Written problem A
Answer these questions using the article about the show Shots Fired.
(i) Which actor plays the black cop who kills a white kid?
(ii) Where did Gina Prince-Bythewood and Reggie Rock Bythewood meet?
(iii) How old was Cassius when he watched the Zimmerman verdict come in?
Written problem B
From the article about the show Shots Fired, reproduce word for word the part between "The seeds for" and "in this country.", inclusive.

-- begin Passage given --

Oscar Grant. Michael Brown. Eric Garner. Freddie Gray. Anthony Hill. Philando Castile. Alton Sterling. These are just a few names from a much longer list of black men who have died at the hands of law enforcement in less than a decade. So when the new Fox show Shots Fired ran early trailers zoning in on a black cop, played by Tristan “Mack” Wilds, who kills a white kid, it’s understandable if the show didn’t quite add up.
Everything isn’t always as it appears, especially when it comes from husband-and-wife creative duo Gina Prince-Bythewood and Reggie Rock Bythewood. Separately, Gina has given us Love and Basketball and, most recently, Beyond the Lights, while Reggie wrote Get on the Bus and was a writer-producer on New York Undercover. They themselves met in the writers’ room of A Different World. So they have both been intimately involved in bringing dynamic and versatile representations of who we are to life. And because of that, Shots Fired is much more than what it seems.
First of all, the 10-hour limited TV series tackles the murders of two people: Jesse Carr, who is white and in college, and Joey Campbell, a black teenager. Stephan James, who most recently played Jesse Owens in Race and John Lewis in Selma, is Preston Terry, lead prosecutor from the U.S. Department of Justice dispatched to a small North Carolina town for the case in which Jesse Carr was killed by Wilds’ character, Police Officer Joshua Beck. Sanaa Lathan, reuniting with Gina for the first time since Love & Basketball, plays Ashe Akino, Terry’s assigned DOJ investigator a few years his senior.
The seeds for Shots Fired were sown long before Gina got a call from Imagine and Fox about creating a project inspired by the shooting death of Michael Brown in Ferguson, Mo. George Zimmerman’s acquittal in the killing of Trayvon Martin in Sanford, Fla., in 2012 actually set it all in motion. Reggie and their oldest son, Cassius, who was 12 at the time, watched the verdict come in, and Cassius was “pretty emotional and teared up,” recalls Reggie.
“Being the dad that I am, it didn’t feel right to hug him and tell him it was going to be OK,” Reggie says. Instead, he showed him a documentary on Emmett Till and broke down the cold, hard history of what young black boys have experienced in this country.

-- end Passage given --
-- begin Data excerpts --

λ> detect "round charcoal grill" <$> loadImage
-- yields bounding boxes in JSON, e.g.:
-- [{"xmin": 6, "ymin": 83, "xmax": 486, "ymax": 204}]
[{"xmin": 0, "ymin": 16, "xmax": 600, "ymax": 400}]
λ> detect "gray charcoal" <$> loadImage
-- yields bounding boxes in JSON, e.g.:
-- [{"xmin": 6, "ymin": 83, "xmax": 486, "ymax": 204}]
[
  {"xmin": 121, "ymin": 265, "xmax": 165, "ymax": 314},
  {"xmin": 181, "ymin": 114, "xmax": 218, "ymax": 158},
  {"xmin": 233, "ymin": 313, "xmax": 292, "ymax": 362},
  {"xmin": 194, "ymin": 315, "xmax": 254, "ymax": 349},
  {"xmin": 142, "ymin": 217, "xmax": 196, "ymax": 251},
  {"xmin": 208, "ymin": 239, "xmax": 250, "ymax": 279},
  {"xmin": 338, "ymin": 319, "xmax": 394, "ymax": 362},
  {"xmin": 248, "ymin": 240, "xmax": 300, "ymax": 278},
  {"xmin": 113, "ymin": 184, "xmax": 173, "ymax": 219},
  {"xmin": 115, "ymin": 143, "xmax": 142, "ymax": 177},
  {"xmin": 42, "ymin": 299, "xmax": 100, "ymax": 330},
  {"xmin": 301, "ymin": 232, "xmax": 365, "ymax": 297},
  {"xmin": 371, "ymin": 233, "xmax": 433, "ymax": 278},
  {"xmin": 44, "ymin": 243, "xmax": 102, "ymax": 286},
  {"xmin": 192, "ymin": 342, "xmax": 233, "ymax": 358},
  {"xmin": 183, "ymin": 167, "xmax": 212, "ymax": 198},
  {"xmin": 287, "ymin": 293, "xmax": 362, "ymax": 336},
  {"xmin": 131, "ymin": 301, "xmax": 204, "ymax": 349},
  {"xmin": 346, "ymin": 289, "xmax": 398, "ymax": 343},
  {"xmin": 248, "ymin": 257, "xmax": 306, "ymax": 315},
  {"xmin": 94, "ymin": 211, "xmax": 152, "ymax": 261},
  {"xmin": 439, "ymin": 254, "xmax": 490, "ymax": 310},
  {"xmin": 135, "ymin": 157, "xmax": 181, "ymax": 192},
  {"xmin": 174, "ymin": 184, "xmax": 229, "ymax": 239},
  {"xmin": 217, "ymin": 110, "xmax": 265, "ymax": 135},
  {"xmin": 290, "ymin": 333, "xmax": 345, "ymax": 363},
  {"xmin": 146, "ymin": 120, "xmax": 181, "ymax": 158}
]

-- end Data excerpts --

Exercise answer A
(i) Tristan “Mack” Wilds
(ii) In the writers’ room of A Different World
(iii) 12

Exercise answer B
The seeds for Shots Fired were sown long before Gina got a call from Imagine and Fox about creating a project inspired by the shooting death of Michael Brown in Ferguson, Mo. George Zimmerman’s acquittal in the killing of Trayvon Martin in Sanford, Fla., in 2012 actually set it all in motion. Reggie and their oldest son, Cassius, who was 12 at the time, watched the verdict come in, and Cassius was “pretty emotional and teared up,” recalls Reggie.
“Being the dad that I am, it didn’t feel right to hug him and tell him it was going to be OK,” Reggie says. Instead, he showed him a documentary on Emmett Till and broke down the cold, hard history of what young black boys have experienced in this country.